-------- TEXT SEGMENT

We warned the Board many days before the pickleball club beach party that took place on June 20, 2020. We sent a number of emails to the Board ringing the alarm bells on this, urging them to contact the wayward pickleball club officers and faux officers and to instruct them not to have this beach party in the name of the club, and now suddenly a month later they’re first talking about potential liability after the fact? This is outrageous and incompetent to say the least.
The last thing this community needs is a lawsuit which exposes every single resident’s pocketbooks because some former officers/fake officers of the pickleball club who stole the election decided to run the club like a fiefdom with wild abandon and to pretend it was the Entertainment Committee, part deux. See our entire exposè on these rogue actors on our dedicated Pickleball page.
The Board was given ample advance notice by your Editor and Roving Reporter, who implored the Board to disallow that event from going forward in the club’s name, but instead, they did absolutely nothing to protect this community from legal exposure for that event, for which, by the way, there is a fairly long statute of limitations, so keep your fingers crossed for the next couple of years.
Finally, the Board should simply disallow clubs to incorporate. Why is the HOA allowing clubs to incorporate at all? It creates a separate identity within an identity. Clubs should function at the behest of the HOA, not as separate independent legal entities.]
2. FCC and Consumer Protection Agency Complaints – Mark Goodman. Mark: getting phone calls, spam calls. I contacted the FCC; they suggest: 1. Try not to answer; 2. Write down the time and phone number you’re getting the calls[sic]; 3. FCC.com [sic: it’s FCC.gov] – they eliminate the phone calls within three days to a week. Harvey: FCC.gov or .com? Mark: .gov, under consumer complaints, consumer complaints at FCC.gov.
Deborah: Linda, I see you here. We’ll give you what we have. You’re taking over? Linda: yes.
Mark: consumer complaints – in my infinite wisdom, until the boxes - all over -they’re on angles, unpainted, rusting away, very unsightly; AT&T washed their hands of everything. I called the Consumer Protection Agency; they were very open with me. They said if I file a complaint they will call AT&T and Comcast. They’ve called AT&T and gave them two weeks to respond…any complaints you can file and they will follow up. Marion: they are operational; people have AT&T and Comcast. Eileen: we’re not within our rights to remove if they’re being used. Marion: correct.

----------------
-------- GIVEN INFORMATION

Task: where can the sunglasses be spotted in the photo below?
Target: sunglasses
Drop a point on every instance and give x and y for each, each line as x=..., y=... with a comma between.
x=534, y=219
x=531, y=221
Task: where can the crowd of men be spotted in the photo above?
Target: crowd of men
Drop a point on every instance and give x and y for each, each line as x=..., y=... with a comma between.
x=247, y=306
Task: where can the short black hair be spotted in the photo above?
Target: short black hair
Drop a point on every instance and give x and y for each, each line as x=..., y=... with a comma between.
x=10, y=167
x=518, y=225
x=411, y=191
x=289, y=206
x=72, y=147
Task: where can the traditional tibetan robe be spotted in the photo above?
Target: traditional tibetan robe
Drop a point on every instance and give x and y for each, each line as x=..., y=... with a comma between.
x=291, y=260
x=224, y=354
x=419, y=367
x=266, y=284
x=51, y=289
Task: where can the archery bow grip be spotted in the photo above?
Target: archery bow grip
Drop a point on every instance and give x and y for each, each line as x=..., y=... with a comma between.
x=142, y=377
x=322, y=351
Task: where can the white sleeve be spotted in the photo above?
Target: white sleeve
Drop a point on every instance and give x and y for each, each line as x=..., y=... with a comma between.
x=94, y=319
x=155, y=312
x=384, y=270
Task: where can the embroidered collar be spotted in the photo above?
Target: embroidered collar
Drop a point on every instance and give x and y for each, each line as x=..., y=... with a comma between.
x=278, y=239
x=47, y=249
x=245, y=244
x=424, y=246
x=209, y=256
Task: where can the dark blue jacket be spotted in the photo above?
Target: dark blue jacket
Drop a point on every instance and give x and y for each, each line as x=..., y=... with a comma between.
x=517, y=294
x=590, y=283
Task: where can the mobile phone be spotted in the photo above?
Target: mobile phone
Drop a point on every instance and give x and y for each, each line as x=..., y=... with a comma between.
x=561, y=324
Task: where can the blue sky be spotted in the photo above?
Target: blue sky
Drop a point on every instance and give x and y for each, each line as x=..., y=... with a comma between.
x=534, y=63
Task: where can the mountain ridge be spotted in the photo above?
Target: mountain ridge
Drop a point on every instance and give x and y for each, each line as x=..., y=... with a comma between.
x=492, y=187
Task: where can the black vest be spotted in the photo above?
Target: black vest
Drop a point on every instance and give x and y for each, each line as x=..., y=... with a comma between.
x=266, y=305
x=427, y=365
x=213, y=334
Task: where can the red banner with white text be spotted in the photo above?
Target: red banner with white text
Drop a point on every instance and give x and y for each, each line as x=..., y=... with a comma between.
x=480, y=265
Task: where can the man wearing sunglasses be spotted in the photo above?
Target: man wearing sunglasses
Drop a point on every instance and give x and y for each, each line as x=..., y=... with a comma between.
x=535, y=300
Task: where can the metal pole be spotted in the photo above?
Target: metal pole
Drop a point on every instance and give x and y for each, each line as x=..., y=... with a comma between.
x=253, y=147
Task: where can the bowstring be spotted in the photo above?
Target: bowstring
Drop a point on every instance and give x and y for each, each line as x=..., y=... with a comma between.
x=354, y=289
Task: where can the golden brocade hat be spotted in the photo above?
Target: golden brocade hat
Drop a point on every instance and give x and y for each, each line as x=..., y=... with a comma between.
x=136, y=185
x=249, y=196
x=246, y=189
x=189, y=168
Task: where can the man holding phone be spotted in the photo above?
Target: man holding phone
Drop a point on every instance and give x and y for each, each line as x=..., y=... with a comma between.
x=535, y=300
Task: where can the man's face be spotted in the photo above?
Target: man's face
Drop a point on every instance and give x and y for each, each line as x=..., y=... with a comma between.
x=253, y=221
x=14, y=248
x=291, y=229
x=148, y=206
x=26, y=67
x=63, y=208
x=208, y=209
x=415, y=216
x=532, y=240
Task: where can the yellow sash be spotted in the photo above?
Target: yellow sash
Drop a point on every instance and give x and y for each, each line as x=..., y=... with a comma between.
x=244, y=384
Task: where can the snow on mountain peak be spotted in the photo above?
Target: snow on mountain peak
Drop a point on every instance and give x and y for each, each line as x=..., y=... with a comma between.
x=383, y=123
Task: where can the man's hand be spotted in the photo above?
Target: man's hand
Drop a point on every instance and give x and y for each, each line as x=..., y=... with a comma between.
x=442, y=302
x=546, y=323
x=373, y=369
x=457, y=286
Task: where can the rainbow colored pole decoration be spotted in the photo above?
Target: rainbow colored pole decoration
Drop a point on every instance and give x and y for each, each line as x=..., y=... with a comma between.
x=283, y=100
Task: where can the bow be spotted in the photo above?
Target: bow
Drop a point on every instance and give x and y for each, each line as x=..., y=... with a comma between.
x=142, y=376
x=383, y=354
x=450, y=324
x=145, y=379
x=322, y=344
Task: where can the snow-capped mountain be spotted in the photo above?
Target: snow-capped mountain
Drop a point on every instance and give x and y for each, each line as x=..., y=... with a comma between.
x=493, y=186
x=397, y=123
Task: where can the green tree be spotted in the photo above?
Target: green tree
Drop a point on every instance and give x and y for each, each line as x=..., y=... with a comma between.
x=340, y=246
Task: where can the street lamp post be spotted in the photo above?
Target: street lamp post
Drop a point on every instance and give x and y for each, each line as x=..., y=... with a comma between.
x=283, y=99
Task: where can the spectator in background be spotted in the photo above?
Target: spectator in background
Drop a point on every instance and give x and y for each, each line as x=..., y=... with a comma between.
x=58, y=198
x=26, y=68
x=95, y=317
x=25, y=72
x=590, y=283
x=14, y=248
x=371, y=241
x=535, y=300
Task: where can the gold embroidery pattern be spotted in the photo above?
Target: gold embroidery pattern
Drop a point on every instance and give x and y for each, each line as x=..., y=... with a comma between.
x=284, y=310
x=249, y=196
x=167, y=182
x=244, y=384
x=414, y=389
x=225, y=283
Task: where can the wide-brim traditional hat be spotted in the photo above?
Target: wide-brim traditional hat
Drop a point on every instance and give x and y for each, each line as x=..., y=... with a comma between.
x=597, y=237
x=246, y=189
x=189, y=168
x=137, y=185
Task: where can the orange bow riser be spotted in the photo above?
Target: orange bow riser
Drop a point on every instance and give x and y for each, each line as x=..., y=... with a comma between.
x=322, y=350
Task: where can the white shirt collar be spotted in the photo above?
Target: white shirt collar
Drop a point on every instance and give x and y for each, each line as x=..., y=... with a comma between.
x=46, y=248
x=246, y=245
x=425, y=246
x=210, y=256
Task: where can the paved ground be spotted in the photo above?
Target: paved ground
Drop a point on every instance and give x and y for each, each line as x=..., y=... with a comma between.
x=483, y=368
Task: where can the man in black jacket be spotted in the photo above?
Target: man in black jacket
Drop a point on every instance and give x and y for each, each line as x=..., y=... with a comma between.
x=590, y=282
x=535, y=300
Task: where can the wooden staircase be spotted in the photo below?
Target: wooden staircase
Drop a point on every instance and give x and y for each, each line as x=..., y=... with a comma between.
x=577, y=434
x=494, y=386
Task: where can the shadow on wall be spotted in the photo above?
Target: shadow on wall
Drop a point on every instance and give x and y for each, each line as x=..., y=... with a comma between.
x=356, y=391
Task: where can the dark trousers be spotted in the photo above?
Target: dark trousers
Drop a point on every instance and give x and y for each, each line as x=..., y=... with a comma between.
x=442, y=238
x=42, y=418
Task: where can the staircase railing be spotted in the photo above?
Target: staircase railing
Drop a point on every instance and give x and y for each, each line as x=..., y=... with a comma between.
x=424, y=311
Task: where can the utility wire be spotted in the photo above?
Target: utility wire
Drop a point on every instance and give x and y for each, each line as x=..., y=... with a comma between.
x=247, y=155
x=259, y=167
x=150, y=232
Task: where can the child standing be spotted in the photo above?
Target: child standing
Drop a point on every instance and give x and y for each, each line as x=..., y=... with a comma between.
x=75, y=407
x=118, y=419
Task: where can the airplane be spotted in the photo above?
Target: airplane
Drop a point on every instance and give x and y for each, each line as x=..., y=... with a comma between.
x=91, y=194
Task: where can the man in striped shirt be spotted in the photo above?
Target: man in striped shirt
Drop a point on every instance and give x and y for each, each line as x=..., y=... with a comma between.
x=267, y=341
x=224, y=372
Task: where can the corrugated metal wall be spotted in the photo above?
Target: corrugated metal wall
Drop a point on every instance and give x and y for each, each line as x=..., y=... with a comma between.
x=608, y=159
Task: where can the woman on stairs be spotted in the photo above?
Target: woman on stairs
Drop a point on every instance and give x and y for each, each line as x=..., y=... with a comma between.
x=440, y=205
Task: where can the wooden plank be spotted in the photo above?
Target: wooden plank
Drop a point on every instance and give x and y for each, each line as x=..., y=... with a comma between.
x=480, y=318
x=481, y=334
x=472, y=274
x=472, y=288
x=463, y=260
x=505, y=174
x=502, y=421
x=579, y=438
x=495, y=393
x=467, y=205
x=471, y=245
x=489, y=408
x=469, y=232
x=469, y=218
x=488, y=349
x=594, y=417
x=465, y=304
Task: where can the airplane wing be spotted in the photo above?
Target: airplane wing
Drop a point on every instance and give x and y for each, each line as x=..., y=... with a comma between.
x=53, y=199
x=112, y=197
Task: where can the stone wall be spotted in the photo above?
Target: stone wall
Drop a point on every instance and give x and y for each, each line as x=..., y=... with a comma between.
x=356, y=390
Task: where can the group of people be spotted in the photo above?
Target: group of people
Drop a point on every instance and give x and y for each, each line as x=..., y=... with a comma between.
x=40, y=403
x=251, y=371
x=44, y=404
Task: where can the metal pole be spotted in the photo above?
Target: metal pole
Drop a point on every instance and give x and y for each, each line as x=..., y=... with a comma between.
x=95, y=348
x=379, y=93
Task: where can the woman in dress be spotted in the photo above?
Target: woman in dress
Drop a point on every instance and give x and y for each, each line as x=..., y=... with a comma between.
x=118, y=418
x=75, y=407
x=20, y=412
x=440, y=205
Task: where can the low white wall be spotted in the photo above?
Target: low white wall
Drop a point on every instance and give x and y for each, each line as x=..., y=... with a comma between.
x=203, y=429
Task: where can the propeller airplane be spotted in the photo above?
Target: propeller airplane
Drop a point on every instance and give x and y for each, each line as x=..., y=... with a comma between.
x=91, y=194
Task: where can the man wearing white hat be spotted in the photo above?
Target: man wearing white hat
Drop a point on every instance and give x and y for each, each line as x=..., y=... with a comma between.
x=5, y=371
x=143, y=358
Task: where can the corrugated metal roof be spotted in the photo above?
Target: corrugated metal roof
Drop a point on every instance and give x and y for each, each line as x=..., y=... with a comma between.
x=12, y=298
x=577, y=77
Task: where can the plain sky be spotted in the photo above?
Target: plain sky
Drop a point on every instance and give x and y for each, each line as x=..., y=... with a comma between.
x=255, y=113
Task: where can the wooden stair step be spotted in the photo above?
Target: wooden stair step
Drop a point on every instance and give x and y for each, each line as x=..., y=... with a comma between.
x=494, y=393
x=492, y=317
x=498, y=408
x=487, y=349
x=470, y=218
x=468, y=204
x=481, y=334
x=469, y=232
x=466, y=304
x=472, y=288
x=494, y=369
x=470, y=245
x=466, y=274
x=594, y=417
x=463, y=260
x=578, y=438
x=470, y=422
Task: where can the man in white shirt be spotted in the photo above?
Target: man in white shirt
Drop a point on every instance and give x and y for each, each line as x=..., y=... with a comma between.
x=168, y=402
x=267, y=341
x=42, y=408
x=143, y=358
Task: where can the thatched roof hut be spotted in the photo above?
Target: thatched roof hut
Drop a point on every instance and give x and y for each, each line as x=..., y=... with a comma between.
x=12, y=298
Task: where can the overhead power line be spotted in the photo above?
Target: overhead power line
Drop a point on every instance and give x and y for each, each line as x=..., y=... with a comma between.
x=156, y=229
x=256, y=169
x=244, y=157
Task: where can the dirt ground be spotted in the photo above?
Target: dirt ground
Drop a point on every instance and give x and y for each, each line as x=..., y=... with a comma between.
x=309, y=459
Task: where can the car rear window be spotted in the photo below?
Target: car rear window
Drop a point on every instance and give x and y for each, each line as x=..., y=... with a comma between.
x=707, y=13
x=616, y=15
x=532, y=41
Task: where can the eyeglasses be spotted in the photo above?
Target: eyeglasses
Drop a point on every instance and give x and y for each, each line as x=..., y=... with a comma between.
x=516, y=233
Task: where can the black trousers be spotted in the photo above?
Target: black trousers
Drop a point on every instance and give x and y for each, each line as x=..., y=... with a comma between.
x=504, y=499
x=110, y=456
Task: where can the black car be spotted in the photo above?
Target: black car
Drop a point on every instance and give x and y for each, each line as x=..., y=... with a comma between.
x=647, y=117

----------------

EXERCISE REQUIREMENTS.
1 > Rewrite the part of the HOA newsletter excerpt that starts at the words "Deborah: Linda, I" and ends after "used. Marion: correct.", substituting "unattractive" for "unsightly".
2 > Answer these questions from the HOA newsletter excerpt:
(a) On what date did the pickleball club beach party take place?
(b) According to Mark, within what period does the FCC eliminate the phone calls?
(c) How long did the Consumer Protection Agency give AT&T to respond?

COMPLETE ANSWERS.
1 >
Deborah: Linda, I see you here. We’ll give you what we have. You’re taking over? Linda: yes.
Mark: consumer complaints – in my infinite wisdom, until the boxes - all over -they’re on angles, unpainted, rusting away, very unattractive; AT&T washed their hands of everything. I called the Consumer Protection Agency; they were very open with me. They said if I file a complaint they will call AT&T and Comcast. They’ve called AT&T and gave them two weeks to respond…any complaints you can file and they will follow up. Marion: they are operational; people have AT&T and Comcast. Eileen: we’re not within our rights to remove if they’re being used. Marion: correct.

2 >
(a) June 20, 2020.
(b) Within three days to a week.
(c) Two weeks.